Rewrite the items from the start through the line containing "Give the mask of the tiled floor.", inclusive, changing "layout" to "format" and leaving everything else as it is. Leave the pictures out of your answer.

**Data entries:**
⁂

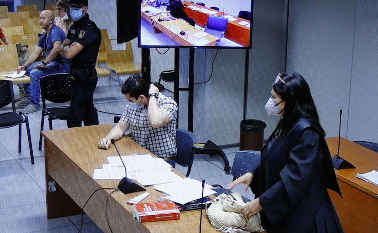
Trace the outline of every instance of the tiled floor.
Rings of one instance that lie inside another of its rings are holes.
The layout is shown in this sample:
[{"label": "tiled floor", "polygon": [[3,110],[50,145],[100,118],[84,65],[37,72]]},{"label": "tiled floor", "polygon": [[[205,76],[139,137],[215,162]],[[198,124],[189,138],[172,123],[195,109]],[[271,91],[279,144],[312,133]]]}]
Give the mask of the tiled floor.
[{"label": "tiled floor", "polygon": [[[94,96],[95,105],[99,110],[121,114],[125,100],[121,93],[118,83],[105,78],[99,78]],[[15,98],[19,97],[18,87],[14,86]],[[169,92],[165,94],[172,95]],[[50,104],[50,105],[51,104]],[[17,110],[21,108],[17,108]],[[3,108],[0,113],[11,110],[11,106]],[[18,152],[18,127],[0,130],[0,232],[77,232],[80,227],[80,216],[47,220],[45,181],[45,160],[43,151],[38,150],[40,127],[41,111],[28,114],[30,126],[35,164],[30,162],[26,128],[23,124],[21,153]],[[99,113],[100,124],[113,123],[113,115]],[[45,121],[45,129],[48,128],[48,121]],[[65,121],[53,121],[54,129],[67,128]],[[43,148],[43,147],[42,147]],[[224,150],[232,164],[237,148]],[[190,177],[207,183],[226,186],[232,180],[221,168],[224,167],[219,158],[209,156],[196,156]],[[177,168],[184,174],[186,168],[178,166]],[[245,193],[243,186],[236,187],[235,191],[253,198],[250,190]],[[84,218],[83,233],[102,232],[87,216]]]}]

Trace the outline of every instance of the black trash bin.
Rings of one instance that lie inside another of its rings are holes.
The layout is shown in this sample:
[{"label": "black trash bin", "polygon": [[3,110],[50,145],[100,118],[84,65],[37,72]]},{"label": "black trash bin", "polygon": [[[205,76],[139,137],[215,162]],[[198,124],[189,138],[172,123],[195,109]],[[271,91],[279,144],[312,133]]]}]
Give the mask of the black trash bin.
[{"label": "black trash bin", "polygon": [[243,120],[240,122],[240,150],[261,151],[264,130],[266,124],[259,120]]}]

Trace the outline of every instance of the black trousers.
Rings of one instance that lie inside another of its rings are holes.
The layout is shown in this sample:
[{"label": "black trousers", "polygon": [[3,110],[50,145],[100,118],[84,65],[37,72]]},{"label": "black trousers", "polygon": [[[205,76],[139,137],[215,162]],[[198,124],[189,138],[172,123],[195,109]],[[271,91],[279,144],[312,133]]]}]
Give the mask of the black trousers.
[{"label": "black trousers", "polygon": [[85,126],[98,125],[98,116],[93,101],[97,80],[97,74],[86,82],[74,78],[67,120],[68,128],[82,126],[82,122]]}]

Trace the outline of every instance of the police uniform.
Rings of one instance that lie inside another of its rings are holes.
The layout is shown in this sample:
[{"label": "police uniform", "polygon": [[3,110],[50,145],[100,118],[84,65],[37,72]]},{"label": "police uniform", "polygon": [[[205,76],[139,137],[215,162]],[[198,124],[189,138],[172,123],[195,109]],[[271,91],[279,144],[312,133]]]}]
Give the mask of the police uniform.
[{"label": "police uniform", "polygon": [[[87,0],[70,0],[70,6],[88,5]],[[82,17],[68,30],[67,39],[84,48],[71,59],[70,75],[73,77],[71,101],[67,120],[69,128],[98,124],[98,117],[93,103],[93,93],[97,83],[96,59],[101,43],[101,32],[88,14]]]}]

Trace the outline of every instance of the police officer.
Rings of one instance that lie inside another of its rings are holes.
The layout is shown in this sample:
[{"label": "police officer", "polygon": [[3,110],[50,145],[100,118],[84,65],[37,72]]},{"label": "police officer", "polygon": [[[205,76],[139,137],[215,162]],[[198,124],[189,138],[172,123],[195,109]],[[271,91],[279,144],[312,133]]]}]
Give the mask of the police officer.
[{"label": "police officer", "polygon": [[89,19],[88,0],[69,0],[70,13],[74,23],[67,39],[60,46],[60,54],[71,59],[70,76],[73,79],[70,111],[69,128],[98,124],[98,117],[93,103],[93,93],[97,83],[95,66],[101,32]]}]

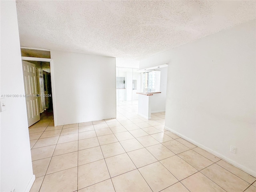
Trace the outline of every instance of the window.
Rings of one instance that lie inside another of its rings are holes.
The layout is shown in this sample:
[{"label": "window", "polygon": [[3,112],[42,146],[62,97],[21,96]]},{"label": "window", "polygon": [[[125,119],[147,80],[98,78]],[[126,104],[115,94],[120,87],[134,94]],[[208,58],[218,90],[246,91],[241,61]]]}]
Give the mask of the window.
[{"label": "window", "polygon": [[158,71],[141,73],[141,91],[144,93],[160,92],[160,73]]}]

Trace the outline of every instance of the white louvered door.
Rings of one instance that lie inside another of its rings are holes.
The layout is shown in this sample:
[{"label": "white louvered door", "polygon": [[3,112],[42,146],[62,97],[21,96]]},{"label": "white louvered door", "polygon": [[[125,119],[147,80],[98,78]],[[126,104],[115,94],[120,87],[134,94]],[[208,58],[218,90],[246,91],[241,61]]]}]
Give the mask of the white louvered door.
[{"label": "white louvered door", "polygon": [[28,122],[30,126],[40,120],[36,71],[34,64],[22,61]]}]

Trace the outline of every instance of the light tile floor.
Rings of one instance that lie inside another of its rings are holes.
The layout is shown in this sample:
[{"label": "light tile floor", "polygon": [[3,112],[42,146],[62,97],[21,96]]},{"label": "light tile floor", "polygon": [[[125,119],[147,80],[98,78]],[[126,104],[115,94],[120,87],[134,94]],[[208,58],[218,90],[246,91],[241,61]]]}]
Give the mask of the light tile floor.
[{"label": "light tile floor", "polygon": [[46,114],[29,128],[31,192],[256,192],[256,178],[148,120],[138,106],[116,119],[54,126]]}]

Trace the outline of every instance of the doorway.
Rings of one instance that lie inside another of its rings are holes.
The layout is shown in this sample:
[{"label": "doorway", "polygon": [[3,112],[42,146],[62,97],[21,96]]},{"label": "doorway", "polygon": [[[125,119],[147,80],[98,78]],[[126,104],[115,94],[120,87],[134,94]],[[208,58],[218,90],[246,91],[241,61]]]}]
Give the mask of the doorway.
[{"label": "doorway", "polygon": [[[22,62],[26,61],[34,65],[36,71],[36,83],[37,94],[36,96],[38,99],[38,108],[40,117],[38,120],[34,122],[32,124],[29,123],[28,126],[35,126],[36,122],[37,122],[36,124],[37,126],[40,124],[41,122],[43,124],[44,120],[46,117],[46,116],[49,116],[54,120],[52,122],[52,126],[54,126],[56,120],[56,116],[54,115],[55,108],[54,101],[54,82],[53,82],[53,74],[52,69],[51,68],[53,65],[52,59],[22,56]],[[28,111],[27,106],[27,111]],[[48,118],[50,118],[50,117],[48,117]]]}]

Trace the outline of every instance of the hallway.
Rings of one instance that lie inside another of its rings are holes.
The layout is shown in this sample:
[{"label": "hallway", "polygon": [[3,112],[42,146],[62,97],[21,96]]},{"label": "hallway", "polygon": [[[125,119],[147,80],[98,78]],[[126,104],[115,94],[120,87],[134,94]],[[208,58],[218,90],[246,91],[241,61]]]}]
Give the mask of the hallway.
[{"label": "hallway", "polygon": [[30,191],[256,191],[256,178],[165,130],[165,112],[148,120],[137,109],[56,127],[42,116],[29,129]]}]

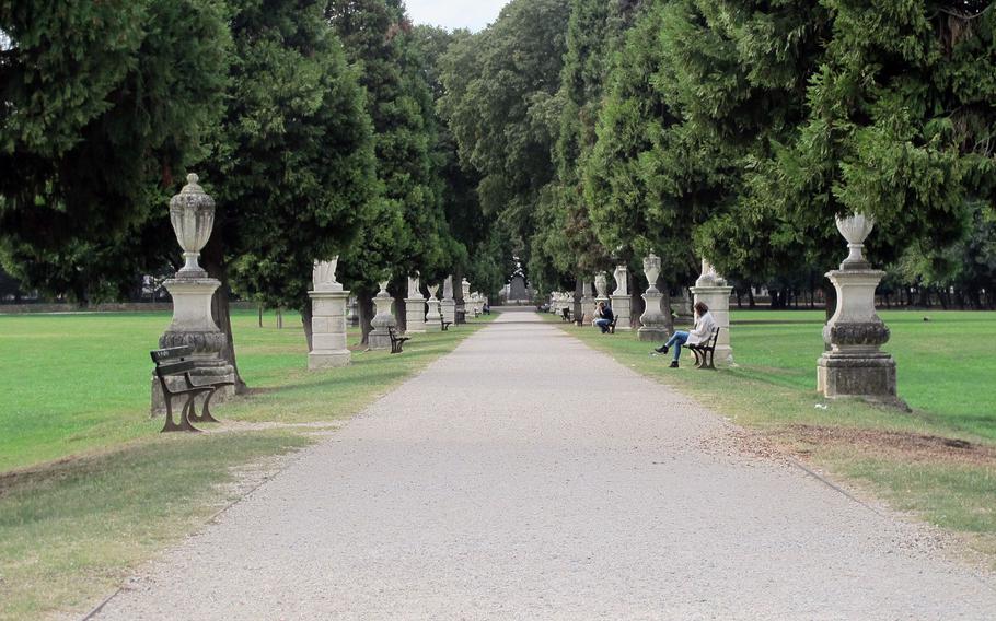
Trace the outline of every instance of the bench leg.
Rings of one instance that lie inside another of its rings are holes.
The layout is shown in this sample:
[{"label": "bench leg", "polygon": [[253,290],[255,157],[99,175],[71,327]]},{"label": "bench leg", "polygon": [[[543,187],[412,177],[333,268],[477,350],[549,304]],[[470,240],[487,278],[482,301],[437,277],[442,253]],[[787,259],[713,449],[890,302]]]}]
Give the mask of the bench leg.
[{"label": "bench leg", "polygon": [[[708,363],[706,363],[708,361]],[[710,368],[716,371],[716,350],[711,349],[705,353],[703,356],[703,366],[702,368]]]},{"label": "bench leg", "polygon": [[173,395],[164,395],[166,401],[166,422],[163,424],[163,429],[160,433],[172,433],[177,431],[190,431],[198,432],[200,430],[196,429],[190,424],[190,411],[194,407],[194,395],[188,395],[187,400],[183,406],[183,410],[179,412],[179,422],[173,422]]},{"label": "bench leg", "polygon": [[[218,388],[216,387],[215,390]],[[190,421],[195,423],[220,423],[218,419],[211,415],[211,397],[215,396],[215,390],[211,390],[204,397],[204,407],[200,410],[200,415],[197,415],[196,399],[190,399]]]}]

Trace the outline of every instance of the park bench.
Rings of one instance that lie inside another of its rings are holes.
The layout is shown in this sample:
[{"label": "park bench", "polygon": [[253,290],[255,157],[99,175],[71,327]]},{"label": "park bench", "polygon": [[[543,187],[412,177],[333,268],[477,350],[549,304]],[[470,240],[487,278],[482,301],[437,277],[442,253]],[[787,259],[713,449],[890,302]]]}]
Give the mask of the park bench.
[{"label": "park bench", "polygon": [[716,341],[719,340],[719,328],[713,328],[713,336],[695,345],[685,345],[695,354],[695,366],[716,371]]},{"label": "park bench", "polygon": [[[163,433],[173,431],[198,431],[192,423],[217,423],[211,415],[211,397],[222,386],[234,386],[234,382],[213,382],[211,384],[194,384],[190,372],[197,365],[193,360],[187,360],[194,353],[194,345],[169,348],[149,352],[155,363],[155,376],[163,391],[163,401],[166,403],[166,422]],[[173,383],[170,387],[170,377],[183,377],[183,384]],[[198,415],[195,408],[197,397],[204,396],[204,407]],[[179,422],[173,421],[173,399],[186,397],[179,412]]]},{"label": "park bench", "polygon": [[394,328],[387,328],[387,335],[391,337],[391,353],[402,353],[405,343],[412,340],[412,337],[399,337]]}]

⁂

**Task solution:**
Trace the outline of every instance of the tiled floor.
Rings of one instance that lie inside another of its rings are holes.
The format is shown in this sample:
[{"label": "tiled floor", "polygon": [[3,110],[50,145],[100,118],[84,65],[37,72]]},{"label": "tiled floor", "polygon": [[[205,76],[139,137],[215,162]],[[198,124],[189,138],[172,123],[195,109]],[[271,91],[279,144],[312,133]]]}]
Give the mask of the tiled floor.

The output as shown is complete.